═══ DATASET ROWS
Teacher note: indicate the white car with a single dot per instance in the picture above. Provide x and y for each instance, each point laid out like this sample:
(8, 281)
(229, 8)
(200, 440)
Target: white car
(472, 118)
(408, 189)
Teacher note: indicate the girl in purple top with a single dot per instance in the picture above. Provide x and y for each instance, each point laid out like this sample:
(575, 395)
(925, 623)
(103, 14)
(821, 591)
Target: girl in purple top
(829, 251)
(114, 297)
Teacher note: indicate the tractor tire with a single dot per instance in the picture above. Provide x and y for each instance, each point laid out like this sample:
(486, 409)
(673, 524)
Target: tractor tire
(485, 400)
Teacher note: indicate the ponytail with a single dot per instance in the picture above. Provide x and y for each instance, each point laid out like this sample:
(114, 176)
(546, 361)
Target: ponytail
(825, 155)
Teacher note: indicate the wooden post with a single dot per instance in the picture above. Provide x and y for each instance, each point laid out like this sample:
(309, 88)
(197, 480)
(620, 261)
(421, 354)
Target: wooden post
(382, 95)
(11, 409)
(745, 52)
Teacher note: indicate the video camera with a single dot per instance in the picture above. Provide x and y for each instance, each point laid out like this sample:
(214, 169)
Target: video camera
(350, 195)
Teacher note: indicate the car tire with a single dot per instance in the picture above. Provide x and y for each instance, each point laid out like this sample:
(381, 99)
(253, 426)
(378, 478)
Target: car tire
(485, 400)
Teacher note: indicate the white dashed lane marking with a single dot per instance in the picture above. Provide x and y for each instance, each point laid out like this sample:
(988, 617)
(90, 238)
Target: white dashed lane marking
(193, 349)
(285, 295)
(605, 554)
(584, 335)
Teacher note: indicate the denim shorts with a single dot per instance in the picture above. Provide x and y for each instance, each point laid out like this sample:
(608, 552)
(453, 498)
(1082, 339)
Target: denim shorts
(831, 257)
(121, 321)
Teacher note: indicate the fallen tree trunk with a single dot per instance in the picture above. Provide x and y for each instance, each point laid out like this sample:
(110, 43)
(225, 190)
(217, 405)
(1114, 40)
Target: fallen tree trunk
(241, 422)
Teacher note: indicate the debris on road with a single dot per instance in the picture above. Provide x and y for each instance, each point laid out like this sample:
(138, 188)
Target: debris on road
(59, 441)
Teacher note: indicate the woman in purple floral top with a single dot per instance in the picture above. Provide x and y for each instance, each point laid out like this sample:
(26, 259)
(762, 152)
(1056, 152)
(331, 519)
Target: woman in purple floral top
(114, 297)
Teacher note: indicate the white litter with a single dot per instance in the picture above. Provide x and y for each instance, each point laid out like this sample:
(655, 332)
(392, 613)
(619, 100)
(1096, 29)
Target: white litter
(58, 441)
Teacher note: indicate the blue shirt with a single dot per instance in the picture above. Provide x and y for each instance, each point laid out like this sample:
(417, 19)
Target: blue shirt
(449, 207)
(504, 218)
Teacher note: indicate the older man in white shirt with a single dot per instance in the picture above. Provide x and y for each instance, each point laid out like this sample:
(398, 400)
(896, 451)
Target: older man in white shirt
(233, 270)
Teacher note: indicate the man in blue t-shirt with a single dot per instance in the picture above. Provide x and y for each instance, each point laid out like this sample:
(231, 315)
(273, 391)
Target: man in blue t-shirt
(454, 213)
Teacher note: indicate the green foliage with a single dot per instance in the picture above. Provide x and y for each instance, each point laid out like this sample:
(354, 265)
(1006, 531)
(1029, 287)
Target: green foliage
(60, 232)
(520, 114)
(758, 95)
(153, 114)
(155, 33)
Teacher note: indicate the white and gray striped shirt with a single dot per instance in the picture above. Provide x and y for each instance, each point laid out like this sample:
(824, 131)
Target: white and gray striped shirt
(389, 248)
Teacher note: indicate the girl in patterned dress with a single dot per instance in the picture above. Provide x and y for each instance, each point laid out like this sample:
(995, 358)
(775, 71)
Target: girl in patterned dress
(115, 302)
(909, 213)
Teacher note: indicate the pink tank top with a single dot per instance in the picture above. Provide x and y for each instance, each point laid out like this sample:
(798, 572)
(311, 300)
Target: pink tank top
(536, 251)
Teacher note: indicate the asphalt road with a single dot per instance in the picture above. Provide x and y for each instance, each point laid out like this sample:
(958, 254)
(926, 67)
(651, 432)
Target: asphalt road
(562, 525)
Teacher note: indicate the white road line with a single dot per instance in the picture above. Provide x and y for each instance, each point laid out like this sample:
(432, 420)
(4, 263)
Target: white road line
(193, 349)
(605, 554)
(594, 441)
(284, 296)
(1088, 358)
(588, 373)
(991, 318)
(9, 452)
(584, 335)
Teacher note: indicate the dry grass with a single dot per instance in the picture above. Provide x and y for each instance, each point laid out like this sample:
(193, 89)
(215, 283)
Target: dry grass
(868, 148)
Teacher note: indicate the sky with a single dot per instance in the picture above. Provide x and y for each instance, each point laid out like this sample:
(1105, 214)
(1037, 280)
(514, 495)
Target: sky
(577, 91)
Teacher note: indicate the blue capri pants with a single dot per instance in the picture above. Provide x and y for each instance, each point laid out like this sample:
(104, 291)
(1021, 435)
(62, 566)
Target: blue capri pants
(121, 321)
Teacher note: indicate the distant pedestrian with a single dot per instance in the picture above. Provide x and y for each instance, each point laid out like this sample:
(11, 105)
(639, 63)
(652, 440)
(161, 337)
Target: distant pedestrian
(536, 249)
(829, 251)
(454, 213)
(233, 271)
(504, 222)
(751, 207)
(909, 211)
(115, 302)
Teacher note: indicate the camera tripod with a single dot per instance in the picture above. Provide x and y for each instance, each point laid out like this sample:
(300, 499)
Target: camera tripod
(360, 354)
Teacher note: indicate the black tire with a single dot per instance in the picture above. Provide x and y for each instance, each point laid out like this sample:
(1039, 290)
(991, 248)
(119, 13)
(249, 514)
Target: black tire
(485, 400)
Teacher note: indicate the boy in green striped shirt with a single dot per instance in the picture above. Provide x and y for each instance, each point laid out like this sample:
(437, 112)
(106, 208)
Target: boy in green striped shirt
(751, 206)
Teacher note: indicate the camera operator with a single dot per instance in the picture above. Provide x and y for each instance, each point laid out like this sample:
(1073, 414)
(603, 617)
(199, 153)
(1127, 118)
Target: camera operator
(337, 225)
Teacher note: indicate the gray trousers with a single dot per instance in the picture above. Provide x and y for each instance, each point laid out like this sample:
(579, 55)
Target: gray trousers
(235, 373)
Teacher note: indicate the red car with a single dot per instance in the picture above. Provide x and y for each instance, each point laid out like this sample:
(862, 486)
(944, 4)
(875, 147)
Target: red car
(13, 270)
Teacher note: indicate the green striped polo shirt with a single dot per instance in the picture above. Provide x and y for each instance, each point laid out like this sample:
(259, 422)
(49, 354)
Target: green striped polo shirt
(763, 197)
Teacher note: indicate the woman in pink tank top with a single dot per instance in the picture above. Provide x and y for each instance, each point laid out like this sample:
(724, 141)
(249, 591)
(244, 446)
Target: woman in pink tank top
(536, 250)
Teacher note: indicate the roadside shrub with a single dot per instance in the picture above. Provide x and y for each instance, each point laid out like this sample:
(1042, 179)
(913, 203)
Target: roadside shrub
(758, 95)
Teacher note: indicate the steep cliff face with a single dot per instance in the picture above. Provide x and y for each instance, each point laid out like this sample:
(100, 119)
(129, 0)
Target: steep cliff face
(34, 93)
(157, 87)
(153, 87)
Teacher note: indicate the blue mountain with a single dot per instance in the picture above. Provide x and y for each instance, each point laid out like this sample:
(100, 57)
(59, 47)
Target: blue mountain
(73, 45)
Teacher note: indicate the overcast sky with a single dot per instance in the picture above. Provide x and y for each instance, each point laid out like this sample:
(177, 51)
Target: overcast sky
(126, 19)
══════
■ **THE PROBLEM**
Each entry above needs to be retyped exactly.

■ **CORRECT OUTPUT**
Teacher note: indicate the white car with a single dot per instance in the picture above. Provide x and y for each instance, each point laid out like this sample:
(8, 281)
(229, 8)
(200, 440)
Target: white car
(472, 118)
(408, 189)
Teacher note: indicate the girl in purple top with a single dot per instance in the picture above. Provide x and y for each instance, each point laid out like this sample:
(575, 395)
(925, 623)
(103, 14)
(821, 591)
Target: girl in purple top
(829, 251)
(114, 297)
Teacher note: indicate the tractor tire with a single dot per instance in the picture above. Provide x and y for each instance, each point laid out like this sample:
(486, 409)
(673, 524)
Target: tractor tire
(485, 400)
Teacher note: indicate the ponytail with a single dot per instance in the picture above. Provide x and y for each instance, each point laid out like this sample:
(114, 176)
(546, 361)
Target: ponytail
(825, 155)
Teacher note: indicate the wooden post with a single dot per instance in the picture above. Provide x and y for each instance, each point laid out like this sample:
(309, 88)
(197, 480)
(620, 261)
(421, 354)
Target: wooden post
(382, 95)
(11, 409)
(745, 52)
Teacher note: indicate the video camera with a single dot per instance in the picture above. Provide x and y for each instance, each point laid out like this sample:
(214, 169)
Target: video camera
(350, 195)
Teacher note: indicate the car tire with a single dot per instance in the picture above. Provide x and y for each instance, each point laid out like this sample:
(381, 99)
(253, 426)
(378, 478)
Target: car tire
(485, 400)
Teacher note: indicate the white dashed lane marking with a single dot per instance in the picture above. Provide x and y for each instance, each point laid out like this sample:
(988, 617)
(90, 238)
Target: white dashed lane marking
(193, 349)
(285, 295)
(605, 554)
(584, 335)
Teacher note: indicate the denim shorts with a single dot per instance in the picture above. Provide x and y for each instance, each point laid out like this sample:
(608, 552)
(453, 498)
(1082, 339)
Target: denim shorts
(831, 257)
(121, 321)
Teacher note: indicate the fallen tree trunk with a single dot per instance in the picture above. Provide x and y for each instance, each point laid out like this sample:
(110, 43)
(225, 190)
(217, 405)
(1114, 40)
Target: fallen tree trunk
(241, 422)
Teacher note: indicate the debris on road with a single dot per instance in the picture above. Provide x and y for each instance, each point laid out like this sample:
(138, 188)
Target: debris on road
(59, 441)
Teacher note: indicate the woman in purple floral top with a single dot per instance in the picture above. Provide x and y for each instance, each point laid out like this sample:
(26, 259)
(762, 152)
(1056, 152)
(331, 519)
Target: woman in purple floral top
(114, 297)
Teacher note: indicate the white litter with a single dot per instance in the picture above. Provide x and y for each instance, each point laid out like this sample:
(655, 332)
(392, 613)
(619, 100)
(1096, 29)
Target: white litter
(58, 441)
Teacher note: indicate the blue shirt with a single dot per instance in the picture above. Provide x and y for each instance, each point laid out like this sample:
(417, 19)
Target: blue shirt
(449, 207)
(504, 218)
Teacher note: indicate the older man in white shirt with a single dot per instance in the picture above. Provide x and y for each instance, each point laid out like this sample:
(398, 400)
(896, 451)
Target: older man in white shirt
(233, 270)
Teacher note: indicate the man in blue t-shirt with a single dot per instance in the picture above. Provide x and y for each instance, each point laid out like this sample:
(231, 315)
(273, 391)
Target: man in blue t-shirt
(454, 213)
Teacher note: indicate the green foliage with a single dot per instance in the picture above. Provide x and y for each instance, each point laid out like this sample:
(354, 265)
(1006, 531)
(1029, 287)
Target: green foliage
(60, 232)
(520, 114)
(758, 95)
(153, 114)
(155, 33)
Teacher note: indicate the white and gray striped shirt with a single dot per instance in the picture above. Provide x and y for each instance, each point laid out like this sample:
(824, 131)
Target: white and gray striped shirt
(389, 248)
Teacher note: indicate the girl in patterned dress with a single dot per instance in the picture above. Provide x and y for each instance, each point laid out like this sample:
(995, 358)
(775, 71)
Target: girl in patterned dress
(115, 302)
(909, 213)
Teacher note: indicate the pink tank top with a single dot per instance in the picture above. Provide x and y for each instance, each point laid out like this sample:
(798, 572)
(311, 300)
Target: pink tank top
(536, 251)
Teacher note: indicate the asphalt road with a single dot per instance in the picture above. Provide x and y for each instance, each point laid out like this sample:
(958, 254)
(926, 67)
(651, 432)
Target: asphalt road
(562, 525)
Teacher note: indicate the white road line with a single dot per instance in the picture above. Provide x and y for each instance, each point laid out like this sample:
(432, 420)
(4, 263)
Target: white road line
(193, 349)
(605, 554)
(594, 441)
(284, 296)
(1088, 358)
(588, 373)
(991, 318)
(9, 452)
(584, 335)
Teacher note: indicate the dry grass with a single dot per instance in the picture above. Provide x and y for each instance, each point laid out like this sample:
(193, 89)
(215, 283)
Target: dry grass
(868, 148)
Teacher note: indicate the sky with a single dot per instance in the picture above. Provide x and y for each instance, each point laid out like this sample:
(1105, 214)
(1037, 280)
(514, 495)
Target: sky
(577, 91)
Teacher note: indicate the blue capri pants with a single dot per instance in the picture above. Provide x and y for each instance, each point laid out like this sample:
(104, 291)
(1021, 435)
(62, 566)
Target: blue capri pants
(121, 321)
Teacher note: indicate the distant pedestrian with a single dot per instance in the picture above. Provide x and y for each instance, each point laid out like this sample:
(11, 105)
(639, 63)
(652, 440)
(161, 337)
Target: distant pedestrian
(536, 249)
(829, 251)
(454, 213)
(233, 271)
(504, 222)
(751, 207)
(909, 211)
(115, 302)
Teacher note: indicate the camera tripod with a single dot per instance in the picture above. Provide x and y for each instance, each point laid out like this sample:
(300, 499)
Target: camera tripod
(360, 354)
Teacher note: indicate the black tire with a single dot per instance in the picture above. Provide x and y for each instance, each point laid out like this sample:
(1039, 290)
(991, 248)
(119, 13)
(249, 514)
Target: black tire
(485, 400)
Teacher note: indicate the boy in green striped shirt with a single dot per instance in the picture above. Provide x and y for each instance, each point laid out like this sample:
(437, 112)
(106, 208)
Target: boy in green striped shirt
(751, 206)
Teacher note: indicate the camera operator with a single dot per instance in the picture above. Provide x and y for each instance, each point laid out like this sample:
(1073, 414)
(603, 617)
(199, 153)
(1127, 118)
Target: camera operator
(337, 225)
Teacher note: indicate the gray trousers with a single dot per instance in the picture above. Provide x and y for each instance, each point laid out like this sample:
(579, 55)
Target: gray trousers
(235, 373)
Teacher note: indicate the red car with a single dot per instance in the picture above. Provide x and y for each instance, each point laid out like this sample:
(862, 486)
(944, 4)
(875, 147)
Target: red car
(13, 270)
Teacher note: indicate the green striped polo shirt with a single dot per instance in the picture above. Provide x and y for each instance, each point laid out like this sample:
(259, 422)
(49, 354)
Target: green striped polo shirt
(763, 197)
Teacher note: indicate the woman in pink tank top with a single dot per instance in the picture above. Provide x and y for each instance, each point laid out like this sample:
(724, 141)
(249, 591)
(244, 446)
Target: woman in pink tank top
(536, 250)
Teacher note: indicate the roadside shrub with a single dot per instance in the picture above. Provide x and y for each instance, each point laid out like this sample:
(1042, 179)
(913, 203)
Target: roadside shrub
(758, 95)
Teacher note: indicate the steep cliff face with a single dot per instance in the picture above. Provide x and y for each instance, each point laid out like this sample:
(100, 119)
(129, 0)
Target: steep cliff face
(34, 93)
(157, 87)
(153, 87)
Teacher note: indicate the blue mountain with a single dot per instance in the picture above. Provide x and y for each instance, each point laid out like this sample:
(100, 57)
(59, 47)
Target: blue mountain
(73, 45)
Teacher note: indicate the overcast sky with a single dot per instance in the picture above. Provide x and y for each instance, each point laid out like this sample:
(177, 51)
Target: overcast sky
(126, 19)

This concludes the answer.